(What you should do) Turn every line of the records below into a JSON list of strings, with one string per line and blank lines left out.

....

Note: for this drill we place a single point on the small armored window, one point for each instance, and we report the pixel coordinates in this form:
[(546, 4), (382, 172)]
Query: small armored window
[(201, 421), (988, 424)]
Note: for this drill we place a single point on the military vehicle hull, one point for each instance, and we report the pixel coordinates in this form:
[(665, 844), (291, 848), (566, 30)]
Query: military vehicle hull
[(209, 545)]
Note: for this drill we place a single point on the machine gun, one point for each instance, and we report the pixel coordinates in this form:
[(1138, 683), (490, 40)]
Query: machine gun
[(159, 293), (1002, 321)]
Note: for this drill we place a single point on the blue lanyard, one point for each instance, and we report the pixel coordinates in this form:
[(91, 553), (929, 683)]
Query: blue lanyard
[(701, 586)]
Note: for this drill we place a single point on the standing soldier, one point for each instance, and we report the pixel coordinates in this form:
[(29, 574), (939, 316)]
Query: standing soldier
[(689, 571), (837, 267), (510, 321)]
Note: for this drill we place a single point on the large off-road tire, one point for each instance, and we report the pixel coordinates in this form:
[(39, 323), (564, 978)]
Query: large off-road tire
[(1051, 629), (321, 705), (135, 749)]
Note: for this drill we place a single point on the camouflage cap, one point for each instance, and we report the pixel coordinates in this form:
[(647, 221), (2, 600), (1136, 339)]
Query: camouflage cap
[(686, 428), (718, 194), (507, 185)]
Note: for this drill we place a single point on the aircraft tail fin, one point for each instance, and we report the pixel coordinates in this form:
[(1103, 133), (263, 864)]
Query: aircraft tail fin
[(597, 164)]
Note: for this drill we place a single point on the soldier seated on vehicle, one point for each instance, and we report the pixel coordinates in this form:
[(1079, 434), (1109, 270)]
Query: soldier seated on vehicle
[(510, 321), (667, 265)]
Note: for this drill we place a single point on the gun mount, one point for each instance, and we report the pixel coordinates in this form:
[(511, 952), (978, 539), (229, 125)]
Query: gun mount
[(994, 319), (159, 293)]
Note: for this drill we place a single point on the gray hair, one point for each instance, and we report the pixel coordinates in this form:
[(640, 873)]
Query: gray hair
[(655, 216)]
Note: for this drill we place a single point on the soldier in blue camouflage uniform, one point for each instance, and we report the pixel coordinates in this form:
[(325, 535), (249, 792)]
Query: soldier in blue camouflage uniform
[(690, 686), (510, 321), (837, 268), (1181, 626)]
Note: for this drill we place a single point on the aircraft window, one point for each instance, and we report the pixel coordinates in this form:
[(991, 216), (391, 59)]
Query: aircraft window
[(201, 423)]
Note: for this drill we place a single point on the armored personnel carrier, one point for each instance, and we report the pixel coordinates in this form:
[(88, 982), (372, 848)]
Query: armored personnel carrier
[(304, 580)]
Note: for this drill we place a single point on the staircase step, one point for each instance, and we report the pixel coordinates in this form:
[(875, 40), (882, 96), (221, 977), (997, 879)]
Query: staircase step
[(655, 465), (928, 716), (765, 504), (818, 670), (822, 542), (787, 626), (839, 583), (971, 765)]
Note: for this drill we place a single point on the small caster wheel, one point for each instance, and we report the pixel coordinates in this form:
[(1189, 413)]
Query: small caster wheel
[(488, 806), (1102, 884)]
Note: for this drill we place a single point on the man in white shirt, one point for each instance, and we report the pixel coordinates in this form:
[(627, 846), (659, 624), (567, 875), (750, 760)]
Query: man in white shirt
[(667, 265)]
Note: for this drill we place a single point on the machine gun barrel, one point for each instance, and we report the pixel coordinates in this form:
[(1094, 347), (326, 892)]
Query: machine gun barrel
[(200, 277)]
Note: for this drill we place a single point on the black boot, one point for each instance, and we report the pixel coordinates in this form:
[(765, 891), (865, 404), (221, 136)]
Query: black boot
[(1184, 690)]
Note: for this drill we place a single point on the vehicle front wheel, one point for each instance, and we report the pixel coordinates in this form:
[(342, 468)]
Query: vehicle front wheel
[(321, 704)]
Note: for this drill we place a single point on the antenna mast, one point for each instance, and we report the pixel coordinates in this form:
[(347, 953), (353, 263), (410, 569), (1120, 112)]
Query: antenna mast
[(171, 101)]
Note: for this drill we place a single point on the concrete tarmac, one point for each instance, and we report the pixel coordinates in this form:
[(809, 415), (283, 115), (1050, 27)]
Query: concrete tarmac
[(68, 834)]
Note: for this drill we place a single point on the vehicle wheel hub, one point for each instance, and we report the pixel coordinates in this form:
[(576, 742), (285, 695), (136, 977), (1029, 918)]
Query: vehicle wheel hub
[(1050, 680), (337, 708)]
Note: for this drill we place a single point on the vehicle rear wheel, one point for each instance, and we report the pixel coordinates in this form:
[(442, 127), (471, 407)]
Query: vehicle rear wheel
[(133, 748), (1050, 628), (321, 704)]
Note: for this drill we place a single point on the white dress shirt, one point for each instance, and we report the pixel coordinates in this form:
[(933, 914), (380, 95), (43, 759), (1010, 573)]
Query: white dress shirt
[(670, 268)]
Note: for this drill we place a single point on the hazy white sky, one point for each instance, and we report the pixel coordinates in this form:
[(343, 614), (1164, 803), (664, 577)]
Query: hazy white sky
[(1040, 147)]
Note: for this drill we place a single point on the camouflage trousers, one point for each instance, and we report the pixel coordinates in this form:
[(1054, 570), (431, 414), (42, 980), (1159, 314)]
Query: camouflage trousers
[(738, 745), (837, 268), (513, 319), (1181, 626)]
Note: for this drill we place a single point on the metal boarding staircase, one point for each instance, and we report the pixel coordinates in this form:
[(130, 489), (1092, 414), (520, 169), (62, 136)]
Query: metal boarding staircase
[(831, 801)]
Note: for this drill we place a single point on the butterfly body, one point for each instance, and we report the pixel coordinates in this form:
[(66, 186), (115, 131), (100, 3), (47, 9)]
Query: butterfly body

....

(The reply)
[
  "Note: for this drill we place a single point on the small armored window, one point for each instance, and we report the pixel coordinates in this form:",
  "[(546, 4), (382, 172)]",
  "Query: small armored window",
  "[(201, 421), (988, 424)]",
  "Note: for this drill we place a single point on the military vehicle hull, one point for each instance, and we report the pixel coordinates in this form:",
  "[(665, 844), (291, 848), (566, 30)]",
  "Query: military vehicle hull",
  "[(209, 545)]",
  "Note: for this drill we place a single point on the machine gun, one point for each instance, and we report the pixel coordinates in this form:",
  "[(1138, 683), (490, 40)]",
  "Query: machine gun",
  "[(159, 293), (1002, 321)]",
  "Note: for this drill we place a single point on the blue lanyard, one point for each instance, and we report the pixel coordinates in this form:",
  "[(91, 553), (929, 683)]",
  "Query: blue lanyard",
  "[(701, 586)]",
  "Note: for this drill we place a single point on the standing soldier, one point for each instance, and we report the pixel coordinates in this form:",
  "[(29, 574), (939, 316)]",
  "Query: standing soldier",
  "[(689, 571), (837, 267), (510, 321)]",
  "Note: for this drill we place a single point on the large off-road tire, one point for each instance, and we report the pixel coordinates in this form:",
  "[(39, 323), (564, 978)]",
  "Query: large off-road tire",
  "[(1051, 629), (321, 705), (135, 749)]",
  "Note: for this drill we place a single point on the camouflage cap, one point for each instance, and we report the pixel coordinates in this form:",
  "[(647, 221), (2, 600), (1136, 339)]",
  "Query: camouflage cap",
  "[(686, 428), (718, 194), (507, 185)]",
  "Note: for this drill we place a single point on the aircraft tail fin, one point for each instance, and we report the pixel coordinates in this form:",
  "[(1103, 133), (263, 864)]",
  "Query: aircraft tail fin",
  "[(597, 164)]",
  "Note: for this drill we place a single point on the soldier seated on vehicle, one point for each instance, and we report the pixel coordinates in this form:",
  "[(1079, 434), (1109, 270)]",
  "Query: soldier seated on vehicle",
  "[(510, 321), (667, 265)]",
  "Note: for this drill we place a single point on the gun mount, one point for each instance, and we report the pixel coordinates in this form:",
  "[(511, 952), (978, 539), (229, 125)]",
  "Query: gun mount",
  "[(994, 319), (159, 293)]",
  "Note: for this drill we place a single point on the gray hair, one point for each instance, and we report the pixel coordinates in this form:",
  "[(640, 873)]",
  "Query: gray hair",
  "[(655, 216)]",
  "Note: for this drill we place a single point on the soldier in blue camouflage uniform, one point for each instance, and we report the pixel coordinates in this form:",
  "[(325, 535), (249, 792)]",
  "Query: soldier in blue camouflage uniform",
  "[(690, 686), (510, 321), (837, 268), (1181, 626)]",
  "Note: for this drill we place a single point on the aircraft window, one point for each instance, and we report the pixel coordinates in this form:",
  "[(991, 216), (391, 59)]",
  "Query: aircraft window",
  "[(201, 423)]",
  "Note: for this drill we place a single point on the armored personnel carrier, one point for each instance, and we report the pixel coordinates in this form:",
  "[(88, 982), (372, 848)]",
  "Query: armored personnel carrier",
  "[(304, 580)]",
  "Note: for this drill we place a single point on the staircase step, one point for each instance, and we report the pixel coordinates in this form:",
  "[(875, 40), (882, 96), (221, 977), (997, 879)]",
  "Query: staircase step",
  "[(655, 465), (928, 716), (765, 504), (818, 670), (822, 542), (787, 626), (839, 583), (971, 765)]",
  "Note: for this drill we place a single point on the small caster wheel, one point for each instance, and we report the pixel coordinates in this form:",
  "[(1189, 413)]",
  "Query: small caster wheel",
  "[(488, 806), (1102, 884)]",
  "Note: for this drill we place a single point on the man in white shirt, one point for each instance, and we report the pixel coordinates in this form:",
  "[(627, 846), (659, 624), (567, 875), (750, 760)]",
  "Query: man in white shirt",
  "[(667, 265)]",
  "Note: for this drill we place a single point on the machine gun barrel, one point for each instance, and we report the pixel coordinates in this form:",
  "[(1094, 347), (326, 892)]",
  "Query: machine gun barrel",
  "[(200, 277)]",
  "Note: for this drill we place a single point on the black boot, one point for each instance, and we report the pixel coordinates in this form:",
  "[(765, 891), (865, 404), (221, 136)]",
  "Query: black boot",
  "[(1184, 690)]",
  "Note: for this drill we place a single point on the vehicle front wheel, one point for each instance, and we report the pixel coordinates in this form:",
  "[(342, 468)]",
  "Query: vehicle front wheel",
  "[(321, 704)]",
  "Note: for this drill we place a single point on the antenna mast, one point for each instance, and we report the pixel coordinates in this form:",
  "[(347, 953), (353, 263), (410, 569), (1120, 112)]",
  "Query: antenna mast",
  "[(171, 101)]",
  "Note: for this drill we place a single point on the concrete tarmac, one point for each instance, and we report the pixel coordinates in this form:",
  "[(809, 415), (283, 115), (1050, 27)]",
  "Query: concrete tarmac",
  "[(68, 834)]",
  "Note: for this drill we place a single point on the vehicle wheel hub, one point for each instance, and we report the pixel coordinates in this form:",
  "[(576, 742), (285, 695), (136, 977), (1029, 918)]",
  "Query: vehicle wheel hub",
  "[(1050, 680), (337, 708)]",
  "Note: for this drill we place a single point on the vehicle rear wheel, one point for each instance, and we report the pixel coordinates in this form:",
  "[(442, 127), (471, 407)]",
  "Query: vehicle rear wheel",
  "[(133, 748), (1050, 628), (321, 704)]",
  "Note: for this drill we place a single point on the white dress shirt, one point for each instance, and we report the pixel coordinates in this form:",
  "[(933, 914), (380, 95), (43, 759), (1010, 573)]",
  "Query: white dress shirt",
  "[(670, 268)]",
  "Note: for this drill we place a single point on the hazy white sky, one point for each instance, and we report the pixel coordinates in this form:",
  "[(343, 614), (1164, 803), (664, 577)]",
  "Query: hazy white sky",
  "[(1040, 147)]",
  "Note: for this drill we place a single point on the camouflage trousers, one point for each instance, and we report the pixel coordinates in this form:",
  "[(1054, 570), (431, 414), (42, 980), (1159, 314)]",
  "Query: camouflage trousers",
  "[(738, 745), (837, 268), (513, 319), (1181, 626)]",
  "Note: for this drill we place a single point on the metal boarding staircase, one point for each instance, and we report the pixel coordinates in this form:",
  "[(130, 489), (1092, 414), (520, 169), (62, 136)]",
  "Query: metal boarding staircase",
  "[(831, 801)]",
  "Note: for this drill we place a single point on the butterfly body, one point for each instance, and we report the pixel coordinates in this form:",
  "[(66, 186), (115, 131), (100, 3), (47, 9)]",
  "Query: butterfly body"
]